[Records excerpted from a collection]
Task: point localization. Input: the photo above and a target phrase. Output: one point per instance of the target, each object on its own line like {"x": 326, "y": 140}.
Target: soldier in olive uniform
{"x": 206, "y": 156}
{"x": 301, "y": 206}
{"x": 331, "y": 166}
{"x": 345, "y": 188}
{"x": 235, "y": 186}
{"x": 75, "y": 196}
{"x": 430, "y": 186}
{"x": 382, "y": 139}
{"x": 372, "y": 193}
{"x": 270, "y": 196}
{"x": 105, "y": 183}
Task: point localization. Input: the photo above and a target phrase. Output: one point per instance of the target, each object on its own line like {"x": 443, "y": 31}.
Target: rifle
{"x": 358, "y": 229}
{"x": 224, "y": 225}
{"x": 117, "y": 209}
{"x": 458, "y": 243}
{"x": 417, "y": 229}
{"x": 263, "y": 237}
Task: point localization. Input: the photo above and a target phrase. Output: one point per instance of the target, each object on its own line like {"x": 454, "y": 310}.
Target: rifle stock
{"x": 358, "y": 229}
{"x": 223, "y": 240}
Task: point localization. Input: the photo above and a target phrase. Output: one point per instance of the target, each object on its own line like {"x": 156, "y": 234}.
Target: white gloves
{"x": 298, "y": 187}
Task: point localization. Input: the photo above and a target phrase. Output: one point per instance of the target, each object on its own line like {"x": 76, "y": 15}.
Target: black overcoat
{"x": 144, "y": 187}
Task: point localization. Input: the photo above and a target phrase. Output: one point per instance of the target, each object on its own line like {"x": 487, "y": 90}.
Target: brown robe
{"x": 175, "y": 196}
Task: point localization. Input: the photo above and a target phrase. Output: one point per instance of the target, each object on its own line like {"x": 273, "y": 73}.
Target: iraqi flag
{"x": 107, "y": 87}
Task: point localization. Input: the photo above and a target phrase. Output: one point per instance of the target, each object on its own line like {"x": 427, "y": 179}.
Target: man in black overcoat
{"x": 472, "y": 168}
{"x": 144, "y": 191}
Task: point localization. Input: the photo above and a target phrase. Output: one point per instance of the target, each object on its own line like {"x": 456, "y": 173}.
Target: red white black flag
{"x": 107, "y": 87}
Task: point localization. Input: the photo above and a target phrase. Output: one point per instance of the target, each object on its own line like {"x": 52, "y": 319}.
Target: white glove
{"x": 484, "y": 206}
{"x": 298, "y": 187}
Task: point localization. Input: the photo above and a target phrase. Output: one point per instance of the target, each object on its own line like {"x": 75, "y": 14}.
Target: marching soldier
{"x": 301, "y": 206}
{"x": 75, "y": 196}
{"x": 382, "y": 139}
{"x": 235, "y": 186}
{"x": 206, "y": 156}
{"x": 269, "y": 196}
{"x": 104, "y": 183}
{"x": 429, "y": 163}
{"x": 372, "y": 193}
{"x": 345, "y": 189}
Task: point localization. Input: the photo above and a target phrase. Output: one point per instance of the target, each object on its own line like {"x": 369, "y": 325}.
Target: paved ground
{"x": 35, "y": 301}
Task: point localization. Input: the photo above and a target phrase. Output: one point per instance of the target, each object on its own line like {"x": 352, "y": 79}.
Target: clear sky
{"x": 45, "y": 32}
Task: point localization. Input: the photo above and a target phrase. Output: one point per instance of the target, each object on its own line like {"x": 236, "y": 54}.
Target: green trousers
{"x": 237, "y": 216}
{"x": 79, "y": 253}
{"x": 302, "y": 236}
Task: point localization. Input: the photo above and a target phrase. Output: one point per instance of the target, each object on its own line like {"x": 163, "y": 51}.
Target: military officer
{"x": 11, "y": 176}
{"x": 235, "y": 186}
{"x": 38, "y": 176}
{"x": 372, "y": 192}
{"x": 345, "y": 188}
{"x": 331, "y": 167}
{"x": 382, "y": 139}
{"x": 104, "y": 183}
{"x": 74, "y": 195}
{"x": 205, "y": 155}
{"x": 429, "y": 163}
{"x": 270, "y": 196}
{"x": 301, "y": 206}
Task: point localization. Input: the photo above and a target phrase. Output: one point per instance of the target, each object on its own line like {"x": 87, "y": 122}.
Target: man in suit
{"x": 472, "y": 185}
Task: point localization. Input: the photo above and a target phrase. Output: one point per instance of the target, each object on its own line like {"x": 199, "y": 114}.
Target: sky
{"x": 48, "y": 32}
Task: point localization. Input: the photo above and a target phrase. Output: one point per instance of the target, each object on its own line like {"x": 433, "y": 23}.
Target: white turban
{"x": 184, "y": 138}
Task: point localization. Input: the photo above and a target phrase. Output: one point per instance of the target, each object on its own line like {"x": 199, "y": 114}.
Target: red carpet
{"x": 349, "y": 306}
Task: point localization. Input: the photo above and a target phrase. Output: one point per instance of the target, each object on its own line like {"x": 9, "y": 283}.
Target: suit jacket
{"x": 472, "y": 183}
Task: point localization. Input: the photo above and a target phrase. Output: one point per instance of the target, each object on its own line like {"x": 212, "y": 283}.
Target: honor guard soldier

EXERCISE: Repeat the material above in full, keeping every word.

EXERCISE OUTPUT:
Task: point localization. Input: the photo above and a target phrase. Output: one point per instance of the target, each object on its own line like {"x": 326, "y": 140}.
Target: soldier in olive uniform
{"x": 206, "y": 156}
{"x": 301, "y": 206}
{"x": 331, "y": 166}
{"x": 345, "y": 188}
{"x": 235, "y": 186}
{"x": 75, "y": 196}
{"x": 430, "y": 186}
{"x": 382, "y": 139}
{"x": 372, "y": 193}
{"x": 270, "y": 196}
{"x": 105, "y": 183}
Task: point localization. Input: the photo above and a target phrase. Output: one point per instance of the target, each object on its own line like {"x": 443, "y": 31}.
Target: rifle
{"x": 358, "y": 229}
{"x": 224, "y": 225}
{"x": 117, "y": 209}
{"x": 458, "y": 243}
{"x": 417, "y": 229}
{"x": 263, "y": 237}
Task: point localization. Input: the photo above and a target phrase. Output: one point per instance of the target, each object on its own line like {"x": 454, "y": 310}.
Target: rifle stock
{"x": 358, "y": 229}
{"x": 223, "y": 240}
Task: point localization. Input: the photo above and a target phrase. Output: one point per instance of the target, each object on its own line like {"x": 156, "y": 234}.
Target: white gloves
{"x": 298, "y": 187}
Task: point localization. Input: the photo above and a target phrase. Output: one point per instance of the target, each object on its own line like {"x": 76, "y": 15}.
Target: black overcoat
{"x": 144, "y": 187}
Task: point localization. Input: the photo above and a target phrase. Output: one point per instance of the target, each object on its own line like {"x": 487, "y": 90}.
Target: brown robe
{"x": 175, "y": 196}
Task: point localization. Input: the photo above and a target phrase. Output: one point per instance of the target, each object on its own line like {"x": 273, "y": 73}.
Target: iraqi flag
{"x": 107, "y": 87}
Task: point localization. Input: the photo above and a target phrase. Output: one point per instance of the target, each object on its own line like {"x": 427, "y": 179}.
Target: man in black overcoat
{"x": 472, "y": 168}
{"x": 144, "y": 191}
Task: point localization. Input: the photo above and a target phrase. Output: one point per instance of the target, each object on its own line like {"x": 456, "y": 173}.
Target: red white black flag
{"x": 107, "y": 87}
Task: point localization. Input: the photo above and a target phrase. Output: one point per instance of the target, each object on its own line like {"x": 52, "y": 319}.
Target: white glove
{"x": 484, "y": 206}
{"x": 298, "y": 187}
Task: point localization. Input: the photo above and a target phrase. Output: one point per instance of the target, each object on its own line like {"x": 75, "y": 14}.
Target: marching soldier
{"x": 301, "y": 206}
{"x": 75, "y": 196}
{"x": 382, "y": 139}
{"x": 235, "y": 186}
{"x": 206, "y": 156}
{"x": 269, "y": 196}
{"x": 104, "y": 183}
{"x": 429, "y": 163}
{"x": 372, "y": 193}
{"x": 345, "y": 189}
Task: point localization. Input: the photo above and a target phrase. Output: one point per instance of the target, each object on its own line like {"x": 369, "y": 325}.
Target: paved ground
{"x": 35, "y": 301}
Task: point localization. Input: the photo above and a target phrase. Output: one point per instance of the target, each object on its own line like {"x": 352, "y": 79}.
Target: clear sky
{"x": 45, "y": 32}
Task: point localization. Input: the photo above and a target phrase. Output: one point per instance of the target, each object on its own line like {"x": 236, "y": 54}.
Target: green trousers
{"x": 237, "y": 216}
{"x": 79, "y": 253}
{"x": 302, "y": 236}
Task: point localization. Input: the photo above and a target phrase. Output: one point per instance of the target, each object on its own line like {"x": 163, "y": 51}.
Target: military officer
{"x": 11, "y": 176}
{"x": 235, "y": 186}
{"x": 38, "y": 176}
{"x": 372, "y": 192}
{"x": 345, "y": 188}
{"x": 331, "y": 167}
{"x": 382, "y": 139}
{"x": 104, "y": 183}
{"x": 74, "y": 195}
{"x": 205, "y": 155}
{"x": 429, "y": 163}
{"x": 270, "y": 196}
{"x": 301, "y": 206}
Task: point localization. Input: the photo above and a target phrase. Output: one point per instance of the target, each object on its own line like {"x": 87, "y": 122}.
Target: man in suit
{"x": 472, "y": 185}
Task: point localization. Input: the photo above and a target phrase. Output: one point per instance of the target, each object on its own line like {"x": 199, "y": 114}.
Target: sky
{"x": 48, "y": 32}
Task: point localization. Input: the photo above and a target phrase. Output: one point per instance of the target, each object on its own line like {"x": 433, "y": 23}.
Target: white turban
{"x": 184, "y": 138}
Task: point localization. Input: the photo above and a target phrase. Output: one point per instance of the target, each object on its own line like {"x": 199, "y": 114}.
Target: red carpet
{"x": 349, "y": 306}
Task: point localization. Input: the photo above and a target phrase. Output: one point per instance of the target, each object on its own line like {"x": 9, "y": 283}.
Target: suit jacket
{"x": 472, "y": 183}
Task: point localization. Input: the photo above and a target phrase. Output: one point per instance of the target, each object on its own line like {"x": 212, "y": 283}.
Target: honor guard soldier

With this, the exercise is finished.